[Data]

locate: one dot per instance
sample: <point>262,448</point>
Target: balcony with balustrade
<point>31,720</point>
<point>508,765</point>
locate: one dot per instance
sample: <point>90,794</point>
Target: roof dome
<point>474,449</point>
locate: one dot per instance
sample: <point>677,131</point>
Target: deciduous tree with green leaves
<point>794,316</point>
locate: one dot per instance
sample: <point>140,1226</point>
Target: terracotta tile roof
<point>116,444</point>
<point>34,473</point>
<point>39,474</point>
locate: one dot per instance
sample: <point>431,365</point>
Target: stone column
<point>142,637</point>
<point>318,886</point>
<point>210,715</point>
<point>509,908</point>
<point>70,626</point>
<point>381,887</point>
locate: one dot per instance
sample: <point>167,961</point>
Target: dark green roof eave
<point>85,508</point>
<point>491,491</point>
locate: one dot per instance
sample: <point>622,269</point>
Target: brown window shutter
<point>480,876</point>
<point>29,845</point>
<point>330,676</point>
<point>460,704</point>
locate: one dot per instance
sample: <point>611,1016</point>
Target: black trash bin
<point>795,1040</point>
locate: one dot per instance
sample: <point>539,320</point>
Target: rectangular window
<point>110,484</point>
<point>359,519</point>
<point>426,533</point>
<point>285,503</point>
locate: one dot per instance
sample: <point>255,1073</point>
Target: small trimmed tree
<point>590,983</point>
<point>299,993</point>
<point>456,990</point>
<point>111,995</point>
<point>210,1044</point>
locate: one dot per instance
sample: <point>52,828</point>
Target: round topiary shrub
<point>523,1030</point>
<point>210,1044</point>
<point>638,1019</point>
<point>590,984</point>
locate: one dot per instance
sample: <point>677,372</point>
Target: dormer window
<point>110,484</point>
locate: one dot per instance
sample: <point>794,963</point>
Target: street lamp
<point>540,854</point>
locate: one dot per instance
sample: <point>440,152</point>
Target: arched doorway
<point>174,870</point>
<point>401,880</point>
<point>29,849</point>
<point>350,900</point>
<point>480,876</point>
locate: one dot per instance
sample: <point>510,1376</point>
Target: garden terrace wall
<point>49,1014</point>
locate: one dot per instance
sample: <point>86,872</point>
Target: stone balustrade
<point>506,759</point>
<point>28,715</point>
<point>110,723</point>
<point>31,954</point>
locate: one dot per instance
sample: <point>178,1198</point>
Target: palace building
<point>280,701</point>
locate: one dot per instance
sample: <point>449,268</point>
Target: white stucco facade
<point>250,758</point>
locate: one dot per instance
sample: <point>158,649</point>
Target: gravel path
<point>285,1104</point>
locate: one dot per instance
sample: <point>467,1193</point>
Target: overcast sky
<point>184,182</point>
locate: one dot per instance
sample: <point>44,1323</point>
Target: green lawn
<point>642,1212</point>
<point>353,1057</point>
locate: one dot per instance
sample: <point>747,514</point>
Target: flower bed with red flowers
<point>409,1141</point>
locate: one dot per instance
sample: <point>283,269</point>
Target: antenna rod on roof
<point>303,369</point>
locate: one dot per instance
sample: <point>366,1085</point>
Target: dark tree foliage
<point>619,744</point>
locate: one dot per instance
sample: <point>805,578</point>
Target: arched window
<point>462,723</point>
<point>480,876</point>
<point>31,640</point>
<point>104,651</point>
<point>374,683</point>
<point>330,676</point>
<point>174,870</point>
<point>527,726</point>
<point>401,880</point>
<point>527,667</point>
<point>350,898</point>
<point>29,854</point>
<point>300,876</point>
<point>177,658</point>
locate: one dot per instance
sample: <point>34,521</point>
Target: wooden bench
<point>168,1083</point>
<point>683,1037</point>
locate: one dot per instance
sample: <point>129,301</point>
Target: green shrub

[/Data]

## Work task
Transcribe the records above with every character unchanged.

## Problem solution
locate: one dot per instance
sample: <point>262,448</point>
Target: balcony with balustrade
<point>31,720</point>
<point>508,765</point>
locate: one dot per instance
sample: <point>90,794</point>
Target: roof dome
<point>474,449</point>
locate: one dot per instance
sample: <point>677,131</point>
Target: deciduous tree with green leaves
<point>794,316</point>
locate: one dot per instance
sample: <point>140,1226</point>
Target: terracotta tile roof
<point>116,444</point>
<point>34,473</point>
<point>39,474</point>
locate: one dot per instance
sample: <point>431,365</point>
Target: stone column
<point>142,637</point>
<point>318,886</point>
<point>210,715</point>
<point>509,908</point>
<point>70,626</point>
<point>381,887</point>
locate: one dot per instance
sample: <point>167,961</point>
Target: dark green roof eave
<point>85,508</point>
<point>491,491</point>
locate: one dot per instance
sample: <point>622,269</point>
Target: brown window shutter
<point>480,876</point>
<point>29,845</point>
<point>330,676</point>
<point>460,704</point>
locate: one dot per instance
sample: <point>611,1016</point>
Target: black trash bin
<point>795,1040</point>
locate: one dot per instance
sample: <point>539,320</point>
Target: rectangular window
<point>110,484</point>
<point>359,519</point>
<point>426,533</point>
<point>285,503</point>
locate: one dot per instance
sample: <point>255,1073</point>
Target: small trimmed tree
<point>590,983</point>
<point>299,993</point>
<point>456,990</point>
<point>111,995</point>
<point>210,1044</point>
locate: one dot per instance
sample: <point>52,828</point>
Target: round topiary shrub
<point>523,1030</point>
<point>210,1044</point>
<point>638,1019</point>
<point>590,984</point>
locate: one dot per instance
sample: <point>677,372</point>
Target: dormer window
<point>110,484</point>
locate: one dot per instance
sample: <point>794,963</point>
Target: street lamp
<point>540,854</point>
locate: one dot per instance
sample: <point>440,152</point>
Target: arched doorway
<point>174,870</point>
<point>401,880</point>
<point>29,849</point>
<point>350,900</point>
<point>480,876</point>
locate: one dot per instance
sample: <point>510,1376</point>
Target: garden terrace wall
<point>49,1014</point>
locate: one dot per instance
sample: <point>86,872</point>
Target: stone balustrade
<point>506,759</point>
<point>28,715</point>
<point>110,723</point>
<point>31,954</point>
locate: one dot per instance
sample: <point>178,1198</point>
Target: palace building
<point>280,701</point>
locate: one dot per instance
sample: <point>449,268</point>
Target: white stucco facade
<point>250,758</point>
locate: one dot per instance
sample: <point>158,649</point>
Target: gravel path
<point>285,1104</point>
locate: one dot per instance
sample: <point>467,1193</point>
Target: overcast sky
<point>184,182</point>
locate: one dot per instance
sample: <point>44,1323</point>
Target: green lawn
<point>642,1212</point>
<point>353,1057</point>
locate: one dot per instance
sample: <point>747,514</point>
Target: flower bed with red flowers
<point>409,1141</point>
locate: one dot per instance
sample: <point>283,269</point>
Target: antenna rod on roof
<point>303,369</point>
locate: one dot per instance
sample: <point>366,1085</point>
Target: dark tree foliage
<point>619,744</point>
locate: one dot per instance
sample: <point>805,578</point>
Target: arched window
<point>462,723</point>
<point>480,876</point>
<point>31,640</point>
<point>104,651</point>
<point>374,683</point>
<point>330,676</point>
<point>174,870</point>
<point>527,726</point>
<point>401,880</point>
<point>527,667</point>
<point>350,898</point>
<point>29,854</point>
<point>300,876</point>
<point>177,658</point>
locate: one dot per instance
sample: <point>34,521</point>
Target: wooden bench
<point>168,1083</point>
<point>683,1037</point>
locate: one dot per instance
sample: <point>129,301</point>
Target: green shrub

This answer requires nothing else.